Мои воспоминания. Часть 1 | страница 16



Артист Александринского театра Самойлов играл «Ревизора», Хлестакова. В монологе, когда он, подвыпивший, рассказывает о своем петербургском житье, помните, есть у него такая фраза: «У нас и вист свой составился: министр финансов, немецкий посланник, французский посланник и я». (Если ошибочно цитирую, простите — у меня книги все отобраны, и не буду же я обзаводиться второй раз.) Эту фразу Самойлов говорил таким образом: он делал остановку после «французский посланник», как будто искал чего-то, и потом говорил: «да — и я». Ясно, как такое самовольное искажение нарушает весь смысл данного места. Ведь Хлестаков хвастается; ведь для того весь рассказ, чтобы показать, что он с министрами играет; и вдруг он сам же себя и забудет? Я уже не говорю об оскорбительности самовольной вставки в гоголевский текст слова «да». Таких своеволий у него было много рассыпано по всей роли. Я был в то время директором императорских театров; воспользовался своим правом, попросил режиссера пригласить Самойлова зайти ко мне на другой день утром. Он пришел. «Со вчерашнего вечера недоумеваю, зачем вы меня вызываете». — «А вот хотел побеседовать с вами насчет вашего Хлестакова». Беседа наша интереса не представляет, передавать нечего; скажу только, что он не удостоил меня ни спора, ни возражения; он, видимо, желал меня возможно больше вызвать на речь и еще раза два повторил: «А я-то недоумевал, зачем»… Он ушел, так и не высказав, признает ли или не признает мое мнение. На другой день статья в «Новом времени» Юрия Беляева: восхваление вдумчивости, находчивости Самойлова в роли Хлестакова; в особенности тонко было одно, больше всего критику понравившееся место… Читатель догадается какое.

▸ **Инструкция к работе**: Какое слово, согласно отрывку из воспоминаний, Самойлов самовольно вставлял во фразу Хлестакова о висте?

▸ **Набор данных**:
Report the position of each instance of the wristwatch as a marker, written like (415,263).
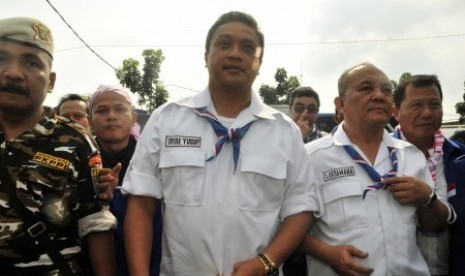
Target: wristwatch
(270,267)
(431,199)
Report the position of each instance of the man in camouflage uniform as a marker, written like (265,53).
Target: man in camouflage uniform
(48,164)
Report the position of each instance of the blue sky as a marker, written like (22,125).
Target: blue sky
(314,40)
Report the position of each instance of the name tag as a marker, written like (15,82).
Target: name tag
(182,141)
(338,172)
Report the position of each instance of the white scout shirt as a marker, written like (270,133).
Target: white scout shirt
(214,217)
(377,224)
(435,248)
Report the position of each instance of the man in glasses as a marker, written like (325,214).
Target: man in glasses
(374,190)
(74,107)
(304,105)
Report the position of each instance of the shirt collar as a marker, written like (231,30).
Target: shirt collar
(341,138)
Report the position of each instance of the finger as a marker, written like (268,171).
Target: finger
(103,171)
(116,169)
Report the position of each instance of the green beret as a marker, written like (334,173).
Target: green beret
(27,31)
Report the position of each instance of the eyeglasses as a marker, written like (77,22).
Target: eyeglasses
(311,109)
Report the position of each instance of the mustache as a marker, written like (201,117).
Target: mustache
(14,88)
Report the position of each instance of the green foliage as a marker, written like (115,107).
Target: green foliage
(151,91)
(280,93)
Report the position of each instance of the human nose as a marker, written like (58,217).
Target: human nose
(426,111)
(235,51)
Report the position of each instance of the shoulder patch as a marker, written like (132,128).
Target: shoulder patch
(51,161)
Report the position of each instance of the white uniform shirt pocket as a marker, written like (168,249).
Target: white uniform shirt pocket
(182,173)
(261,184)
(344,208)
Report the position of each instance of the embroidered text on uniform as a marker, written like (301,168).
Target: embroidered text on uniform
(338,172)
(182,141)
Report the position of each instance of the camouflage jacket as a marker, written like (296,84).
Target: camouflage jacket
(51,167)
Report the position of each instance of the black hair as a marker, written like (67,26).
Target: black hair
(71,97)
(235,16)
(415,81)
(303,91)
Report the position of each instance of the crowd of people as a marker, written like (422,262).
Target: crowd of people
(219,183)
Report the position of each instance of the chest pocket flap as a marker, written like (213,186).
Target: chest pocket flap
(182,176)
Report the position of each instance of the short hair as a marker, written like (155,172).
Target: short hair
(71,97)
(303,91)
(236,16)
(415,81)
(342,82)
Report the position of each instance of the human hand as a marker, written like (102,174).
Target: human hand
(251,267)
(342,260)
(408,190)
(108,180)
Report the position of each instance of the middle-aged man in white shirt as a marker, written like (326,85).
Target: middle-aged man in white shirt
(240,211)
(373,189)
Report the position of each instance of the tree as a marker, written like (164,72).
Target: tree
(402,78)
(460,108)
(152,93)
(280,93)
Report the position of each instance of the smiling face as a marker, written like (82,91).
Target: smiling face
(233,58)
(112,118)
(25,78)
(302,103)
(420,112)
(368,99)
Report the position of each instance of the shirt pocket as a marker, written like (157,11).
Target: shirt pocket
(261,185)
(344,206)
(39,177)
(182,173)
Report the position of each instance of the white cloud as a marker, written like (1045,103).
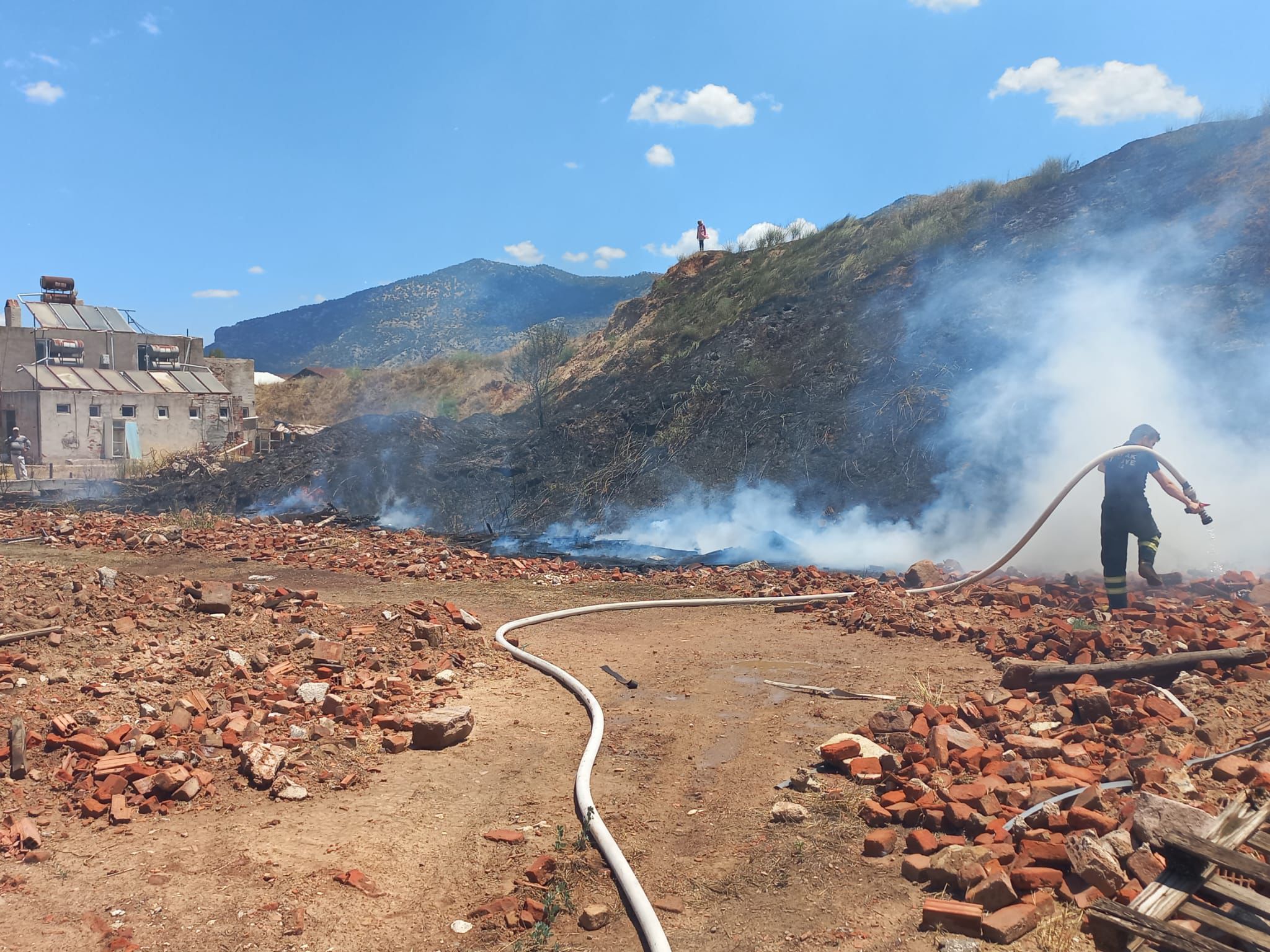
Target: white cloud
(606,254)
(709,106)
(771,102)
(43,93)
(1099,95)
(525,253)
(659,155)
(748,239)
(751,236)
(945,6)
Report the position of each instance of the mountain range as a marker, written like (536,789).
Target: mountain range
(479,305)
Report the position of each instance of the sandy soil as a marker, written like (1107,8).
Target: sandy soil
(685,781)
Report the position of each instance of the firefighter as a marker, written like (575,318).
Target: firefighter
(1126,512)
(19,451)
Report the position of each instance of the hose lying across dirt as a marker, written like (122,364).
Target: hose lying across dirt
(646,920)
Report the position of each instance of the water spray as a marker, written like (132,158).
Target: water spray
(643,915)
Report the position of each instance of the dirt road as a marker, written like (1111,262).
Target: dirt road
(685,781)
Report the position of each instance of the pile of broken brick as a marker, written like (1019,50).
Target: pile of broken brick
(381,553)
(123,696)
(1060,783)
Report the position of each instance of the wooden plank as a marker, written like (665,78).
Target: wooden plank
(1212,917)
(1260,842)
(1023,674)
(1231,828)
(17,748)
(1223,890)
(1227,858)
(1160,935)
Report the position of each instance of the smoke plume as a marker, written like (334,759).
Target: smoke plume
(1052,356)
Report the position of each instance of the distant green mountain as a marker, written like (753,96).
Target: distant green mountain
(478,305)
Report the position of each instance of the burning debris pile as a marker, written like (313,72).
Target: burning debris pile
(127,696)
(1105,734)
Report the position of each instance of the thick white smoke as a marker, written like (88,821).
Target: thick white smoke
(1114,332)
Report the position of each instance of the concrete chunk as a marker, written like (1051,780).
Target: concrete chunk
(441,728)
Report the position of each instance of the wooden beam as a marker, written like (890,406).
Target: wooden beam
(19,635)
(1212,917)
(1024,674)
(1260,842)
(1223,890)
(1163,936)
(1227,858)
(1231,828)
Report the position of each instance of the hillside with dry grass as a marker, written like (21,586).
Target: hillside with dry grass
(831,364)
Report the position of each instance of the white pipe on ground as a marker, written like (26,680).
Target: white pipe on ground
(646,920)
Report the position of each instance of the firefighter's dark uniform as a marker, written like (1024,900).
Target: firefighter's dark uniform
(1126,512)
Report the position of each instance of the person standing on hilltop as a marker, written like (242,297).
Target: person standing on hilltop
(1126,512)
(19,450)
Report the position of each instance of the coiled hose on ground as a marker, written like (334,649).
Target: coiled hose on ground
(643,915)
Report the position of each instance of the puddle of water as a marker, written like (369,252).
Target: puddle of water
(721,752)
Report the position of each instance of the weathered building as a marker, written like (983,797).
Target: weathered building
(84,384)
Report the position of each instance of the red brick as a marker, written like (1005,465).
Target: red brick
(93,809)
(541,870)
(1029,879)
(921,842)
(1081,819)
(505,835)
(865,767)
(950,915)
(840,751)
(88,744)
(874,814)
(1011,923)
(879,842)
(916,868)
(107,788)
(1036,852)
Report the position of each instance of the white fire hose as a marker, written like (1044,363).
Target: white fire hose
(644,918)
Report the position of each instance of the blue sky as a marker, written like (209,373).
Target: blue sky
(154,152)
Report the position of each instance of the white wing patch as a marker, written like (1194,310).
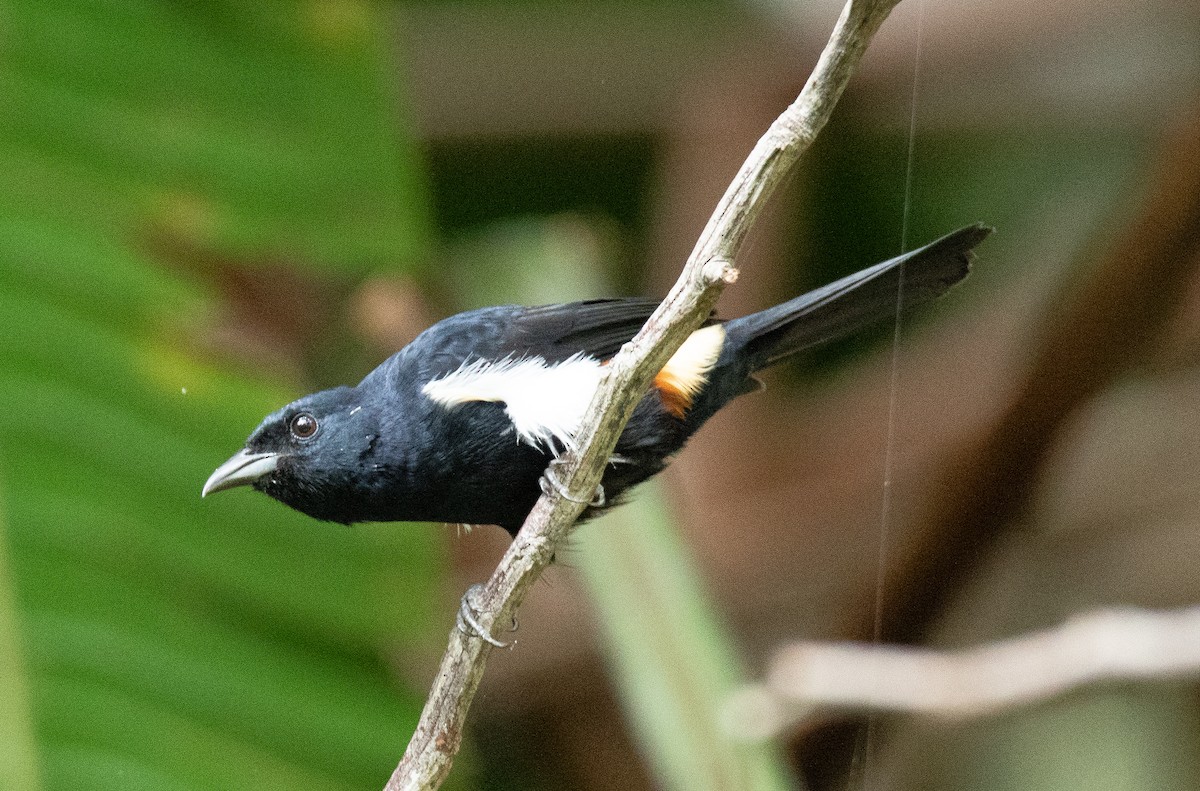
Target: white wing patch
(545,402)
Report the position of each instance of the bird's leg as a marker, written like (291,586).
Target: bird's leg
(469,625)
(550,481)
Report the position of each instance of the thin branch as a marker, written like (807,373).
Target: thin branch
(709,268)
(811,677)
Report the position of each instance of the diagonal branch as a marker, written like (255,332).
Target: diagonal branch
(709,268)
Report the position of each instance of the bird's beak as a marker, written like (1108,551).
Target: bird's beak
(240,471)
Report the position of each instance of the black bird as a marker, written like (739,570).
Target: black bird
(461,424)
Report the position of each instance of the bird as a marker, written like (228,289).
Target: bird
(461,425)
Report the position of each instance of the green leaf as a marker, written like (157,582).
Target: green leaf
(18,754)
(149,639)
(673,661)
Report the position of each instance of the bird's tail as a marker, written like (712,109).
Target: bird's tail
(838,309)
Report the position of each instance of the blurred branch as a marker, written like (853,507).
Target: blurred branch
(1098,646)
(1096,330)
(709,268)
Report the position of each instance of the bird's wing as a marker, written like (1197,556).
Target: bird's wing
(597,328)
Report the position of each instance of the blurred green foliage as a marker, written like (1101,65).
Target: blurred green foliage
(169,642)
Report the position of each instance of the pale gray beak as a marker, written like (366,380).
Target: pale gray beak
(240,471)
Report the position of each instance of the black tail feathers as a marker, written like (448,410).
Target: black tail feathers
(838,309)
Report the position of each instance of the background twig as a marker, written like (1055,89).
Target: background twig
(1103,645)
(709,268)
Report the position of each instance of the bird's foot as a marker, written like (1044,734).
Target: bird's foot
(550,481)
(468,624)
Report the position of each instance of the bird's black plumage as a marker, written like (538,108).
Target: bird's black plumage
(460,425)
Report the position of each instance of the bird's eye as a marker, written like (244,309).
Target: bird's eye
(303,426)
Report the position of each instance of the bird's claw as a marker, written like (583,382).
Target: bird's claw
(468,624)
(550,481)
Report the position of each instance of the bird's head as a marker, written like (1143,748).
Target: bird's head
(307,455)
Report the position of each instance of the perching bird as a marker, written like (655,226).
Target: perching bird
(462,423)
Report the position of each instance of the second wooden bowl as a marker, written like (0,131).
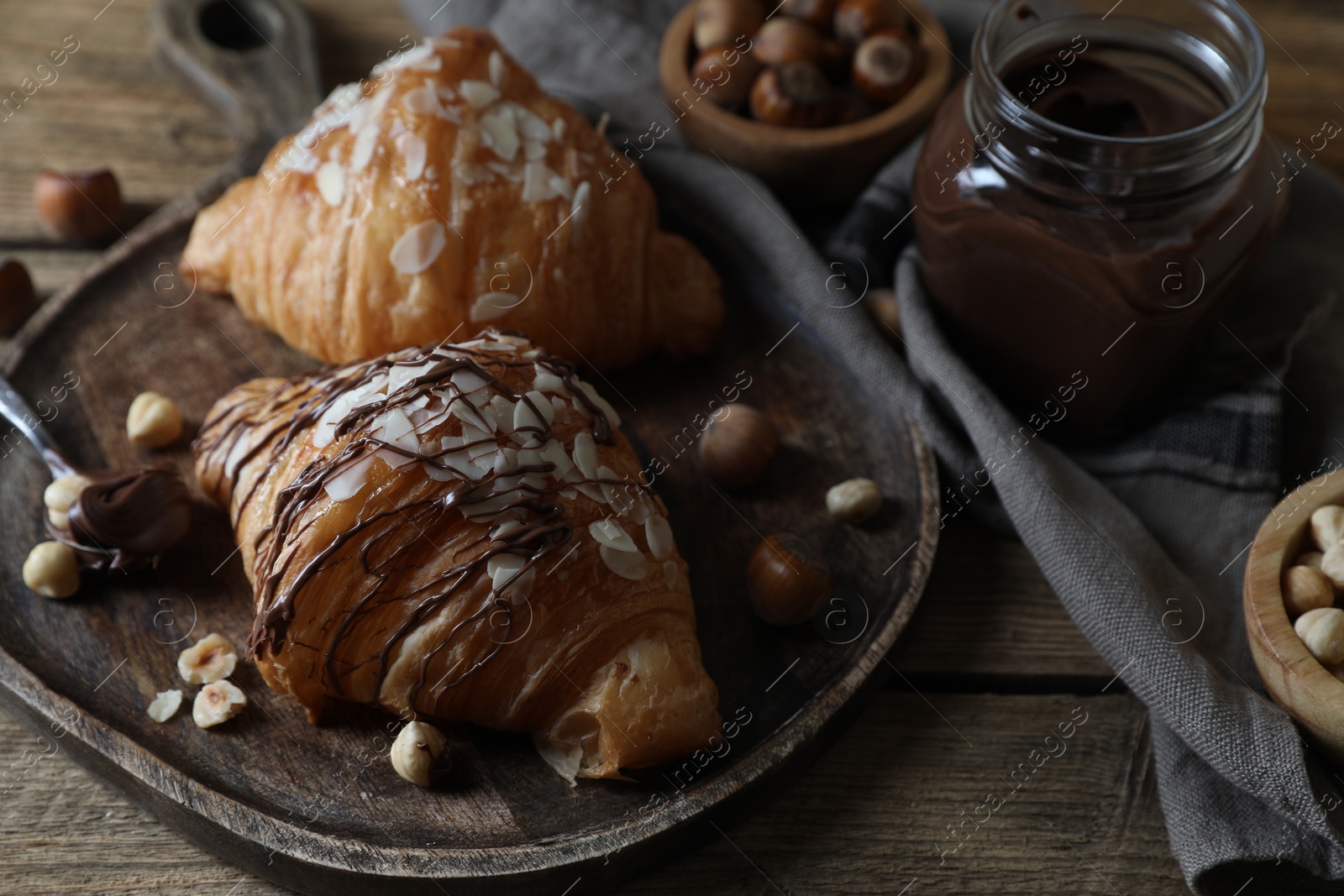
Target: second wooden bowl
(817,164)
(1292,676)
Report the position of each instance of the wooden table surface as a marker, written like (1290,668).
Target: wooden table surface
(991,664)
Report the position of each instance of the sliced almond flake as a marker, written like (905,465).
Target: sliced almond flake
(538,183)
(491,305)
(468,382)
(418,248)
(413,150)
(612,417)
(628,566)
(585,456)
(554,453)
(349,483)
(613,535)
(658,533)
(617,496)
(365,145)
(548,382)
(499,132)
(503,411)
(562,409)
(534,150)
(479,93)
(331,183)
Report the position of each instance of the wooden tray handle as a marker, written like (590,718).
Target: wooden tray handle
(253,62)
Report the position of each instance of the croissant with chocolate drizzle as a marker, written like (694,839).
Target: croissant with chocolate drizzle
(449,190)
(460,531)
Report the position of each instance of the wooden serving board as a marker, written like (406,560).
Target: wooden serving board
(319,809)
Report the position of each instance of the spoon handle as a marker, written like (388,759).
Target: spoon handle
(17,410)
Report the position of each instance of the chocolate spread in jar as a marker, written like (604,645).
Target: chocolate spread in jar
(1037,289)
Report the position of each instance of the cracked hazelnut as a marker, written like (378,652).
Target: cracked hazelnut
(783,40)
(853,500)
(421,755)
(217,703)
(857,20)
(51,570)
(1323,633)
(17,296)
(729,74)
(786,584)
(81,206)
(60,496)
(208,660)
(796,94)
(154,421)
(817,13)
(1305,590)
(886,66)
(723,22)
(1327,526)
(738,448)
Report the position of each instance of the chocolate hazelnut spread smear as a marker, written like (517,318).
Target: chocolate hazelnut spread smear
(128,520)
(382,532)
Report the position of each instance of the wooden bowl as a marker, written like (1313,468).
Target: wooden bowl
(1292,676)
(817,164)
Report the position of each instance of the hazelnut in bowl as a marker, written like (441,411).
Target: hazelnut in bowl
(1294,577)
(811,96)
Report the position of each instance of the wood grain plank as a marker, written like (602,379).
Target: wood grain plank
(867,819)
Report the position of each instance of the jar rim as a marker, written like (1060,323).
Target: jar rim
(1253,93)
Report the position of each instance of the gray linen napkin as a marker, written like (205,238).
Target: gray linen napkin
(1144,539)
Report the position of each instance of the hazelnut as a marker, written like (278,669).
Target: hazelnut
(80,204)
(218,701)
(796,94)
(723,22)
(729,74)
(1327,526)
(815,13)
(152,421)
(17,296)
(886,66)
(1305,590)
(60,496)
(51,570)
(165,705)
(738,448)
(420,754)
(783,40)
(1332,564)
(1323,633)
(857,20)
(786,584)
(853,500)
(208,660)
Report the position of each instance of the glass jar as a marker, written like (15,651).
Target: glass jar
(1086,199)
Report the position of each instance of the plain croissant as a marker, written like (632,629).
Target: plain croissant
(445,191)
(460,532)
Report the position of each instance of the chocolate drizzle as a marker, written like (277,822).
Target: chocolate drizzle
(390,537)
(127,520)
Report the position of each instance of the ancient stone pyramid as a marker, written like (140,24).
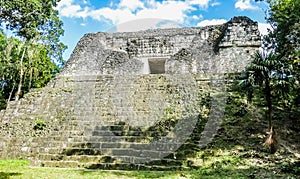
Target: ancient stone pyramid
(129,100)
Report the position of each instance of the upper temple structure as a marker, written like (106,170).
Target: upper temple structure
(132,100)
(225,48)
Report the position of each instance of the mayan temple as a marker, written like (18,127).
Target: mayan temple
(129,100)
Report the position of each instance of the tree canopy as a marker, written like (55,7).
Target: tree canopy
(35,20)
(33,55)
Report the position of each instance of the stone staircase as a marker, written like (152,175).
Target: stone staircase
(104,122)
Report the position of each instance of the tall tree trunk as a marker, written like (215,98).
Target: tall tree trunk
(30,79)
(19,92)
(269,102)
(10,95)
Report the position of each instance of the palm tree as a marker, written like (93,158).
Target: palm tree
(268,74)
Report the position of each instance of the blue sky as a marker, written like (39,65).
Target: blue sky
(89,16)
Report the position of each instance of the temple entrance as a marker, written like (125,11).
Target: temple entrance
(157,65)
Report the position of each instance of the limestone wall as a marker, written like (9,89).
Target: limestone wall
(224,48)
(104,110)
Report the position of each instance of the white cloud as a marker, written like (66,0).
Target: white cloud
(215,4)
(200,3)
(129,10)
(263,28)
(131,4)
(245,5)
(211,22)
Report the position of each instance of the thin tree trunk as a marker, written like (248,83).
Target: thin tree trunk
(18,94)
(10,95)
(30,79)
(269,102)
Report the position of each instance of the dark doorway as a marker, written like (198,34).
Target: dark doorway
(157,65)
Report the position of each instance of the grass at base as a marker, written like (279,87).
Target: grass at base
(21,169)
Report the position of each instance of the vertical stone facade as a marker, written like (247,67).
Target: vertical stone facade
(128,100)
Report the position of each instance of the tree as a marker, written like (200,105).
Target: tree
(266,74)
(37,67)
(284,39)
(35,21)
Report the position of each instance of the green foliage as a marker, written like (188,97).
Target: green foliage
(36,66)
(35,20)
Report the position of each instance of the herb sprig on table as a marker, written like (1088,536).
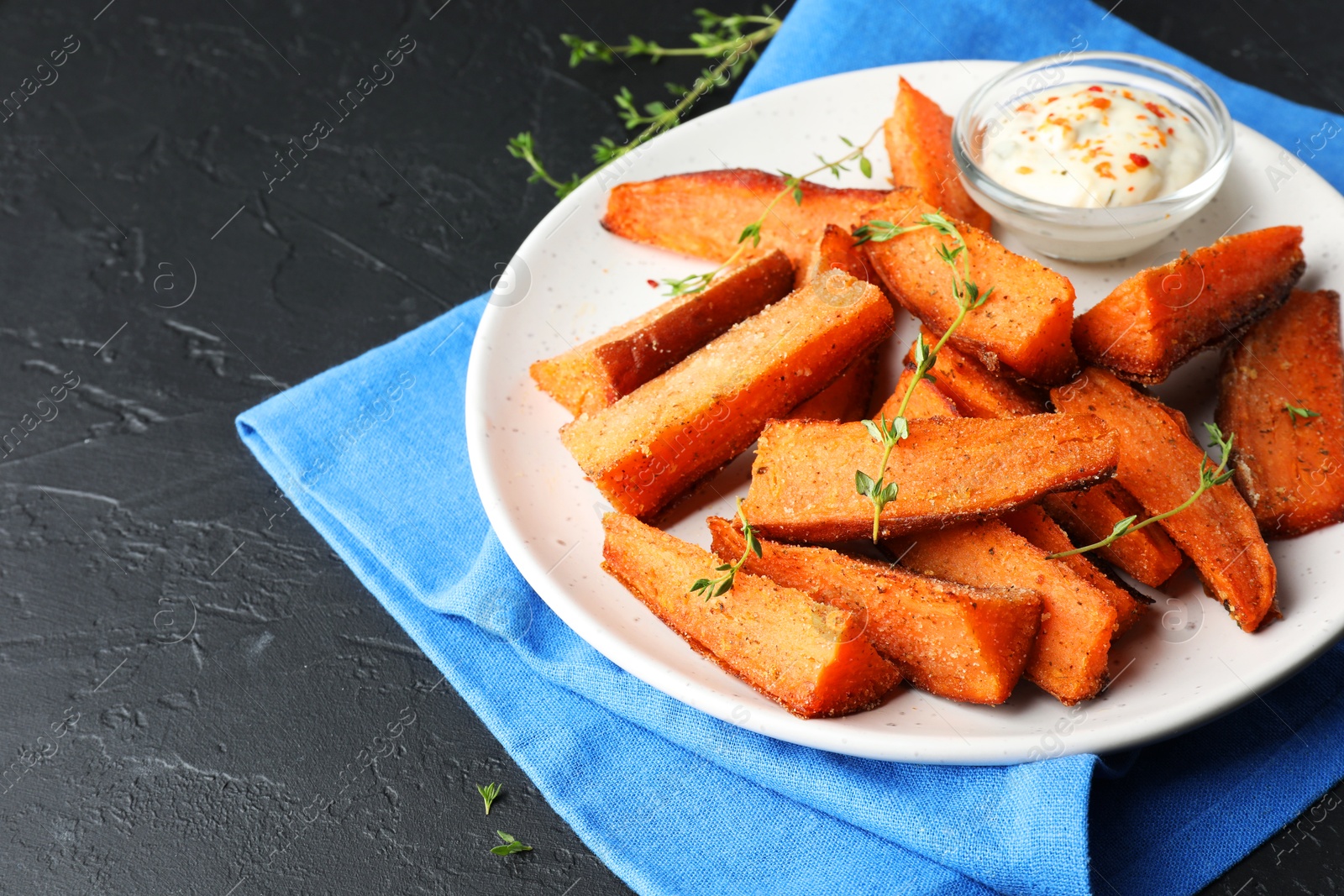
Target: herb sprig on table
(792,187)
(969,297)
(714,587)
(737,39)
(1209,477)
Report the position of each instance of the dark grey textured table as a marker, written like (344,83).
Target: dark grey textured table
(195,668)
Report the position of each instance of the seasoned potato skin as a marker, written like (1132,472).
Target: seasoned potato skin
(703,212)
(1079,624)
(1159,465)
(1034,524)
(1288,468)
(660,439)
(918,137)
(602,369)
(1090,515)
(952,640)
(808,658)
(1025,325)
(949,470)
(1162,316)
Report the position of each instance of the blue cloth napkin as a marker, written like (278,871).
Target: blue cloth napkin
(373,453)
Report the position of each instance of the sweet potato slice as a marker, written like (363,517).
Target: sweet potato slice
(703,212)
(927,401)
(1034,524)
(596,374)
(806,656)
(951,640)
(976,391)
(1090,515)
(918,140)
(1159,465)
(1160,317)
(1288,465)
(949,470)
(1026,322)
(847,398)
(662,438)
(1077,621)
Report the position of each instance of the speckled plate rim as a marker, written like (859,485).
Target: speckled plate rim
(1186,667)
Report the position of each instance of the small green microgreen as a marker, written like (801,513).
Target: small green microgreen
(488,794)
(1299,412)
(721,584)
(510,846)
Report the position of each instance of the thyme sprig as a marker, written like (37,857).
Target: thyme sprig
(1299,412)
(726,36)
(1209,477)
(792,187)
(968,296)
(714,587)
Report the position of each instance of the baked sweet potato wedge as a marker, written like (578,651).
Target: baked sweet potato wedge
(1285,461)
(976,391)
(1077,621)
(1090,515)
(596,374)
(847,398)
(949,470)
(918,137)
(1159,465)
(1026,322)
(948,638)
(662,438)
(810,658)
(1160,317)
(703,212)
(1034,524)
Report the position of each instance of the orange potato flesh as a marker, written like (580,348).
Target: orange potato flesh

▸ **Ответ**: Слово «да».